EXERCISE -
Would you please transcribe, exactly as written, the lines of the entries below starting at the one that holds "Where can the marble" and ending at the one that holds "Where can the candy", both included?

===== DATA FOR ANALYSIS

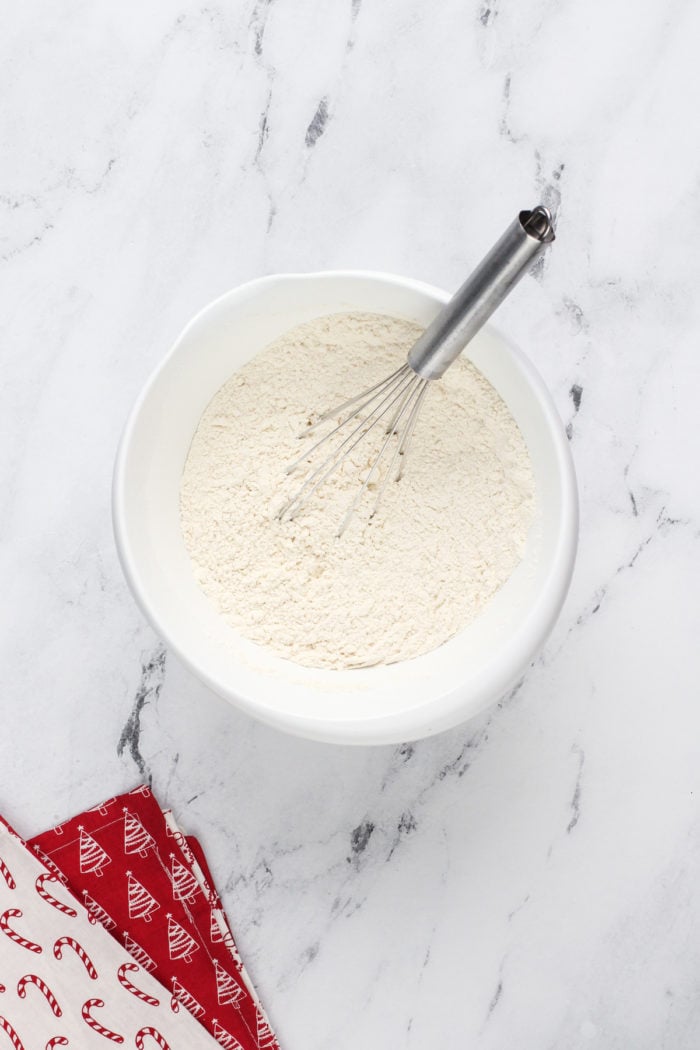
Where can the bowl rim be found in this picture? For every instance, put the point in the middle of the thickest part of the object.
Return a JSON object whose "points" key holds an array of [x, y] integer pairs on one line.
{"points": [[414, 722]]}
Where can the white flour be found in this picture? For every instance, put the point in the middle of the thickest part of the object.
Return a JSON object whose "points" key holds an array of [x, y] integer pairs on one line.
{"points": [[444, 540]]}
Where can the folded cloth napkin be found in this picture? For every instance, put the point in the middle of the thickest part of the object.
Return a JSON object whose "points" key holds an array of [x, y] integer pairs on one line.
{"points": [[138, 876], [64, 981]]}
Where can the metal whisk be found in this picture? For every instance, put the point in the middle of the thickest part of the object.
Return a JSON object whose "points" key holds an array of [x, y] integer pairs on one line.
{"points": [[396, 401]]}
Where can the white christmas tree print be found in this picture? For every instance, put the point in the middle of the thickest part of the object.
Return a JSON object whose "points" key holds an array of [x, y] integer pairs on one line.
{"points": [[185, 886], [139, 953], [92, 857], [228, 1041], [97, 914], [266, 1037], [136, 839], [181, 994], [181, 945], [141, 902], [228, 989]]}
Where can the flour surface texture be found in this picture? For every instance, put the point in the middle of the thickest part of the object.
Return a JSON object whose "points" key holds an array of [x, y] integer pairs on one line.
{"points": [[444, 539]]}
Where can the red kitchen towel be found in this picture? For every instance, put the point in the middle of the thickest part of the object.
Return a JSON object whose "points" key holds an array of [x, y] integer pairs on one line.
{"points": [[64, 981], [136, 874]]}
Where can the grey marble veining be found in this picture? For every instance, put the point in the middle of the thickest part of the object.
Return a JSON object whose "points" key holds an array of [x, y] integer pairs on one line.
{"points": [[529, 879]]}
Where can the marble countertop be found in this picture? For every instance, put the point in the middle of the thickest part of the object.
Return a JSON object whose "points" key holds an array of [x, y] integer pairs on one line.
{"points": [[531, 879]]}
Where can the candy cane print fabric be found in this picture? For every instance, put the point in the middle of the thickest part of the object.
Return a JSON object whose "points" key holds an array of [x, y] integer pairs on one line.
{"points": [[64, 981], [139, 877]]}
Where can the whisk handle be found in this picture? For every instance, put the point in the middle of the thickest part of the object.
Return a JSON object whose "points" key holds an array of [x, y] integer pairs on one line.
{"points": [[482, 293]]}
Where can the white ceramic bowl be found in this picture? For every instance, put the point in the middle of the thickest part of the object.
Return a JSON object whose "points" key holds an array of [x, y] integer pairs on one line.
{"points": [[383, 705]]}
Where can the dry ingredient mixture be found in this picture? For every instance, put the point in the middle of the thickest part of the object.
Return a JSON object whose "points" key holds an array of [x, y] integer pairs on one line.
{"points": [[443, 542]]}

==========

WRITTEN RESPONSE -
Where can the marble countertop be found in this picture? For every instance, put the point in the middle of the thickest part of the object.
Return a JSON object whose "points" key holds an array of [x, y] integer pairs on one line.
{"points": [[531, 879]]}
Where can the candy cane print fabric be found in this picture? For every instance, put the point in the middle of the thickest part of the object.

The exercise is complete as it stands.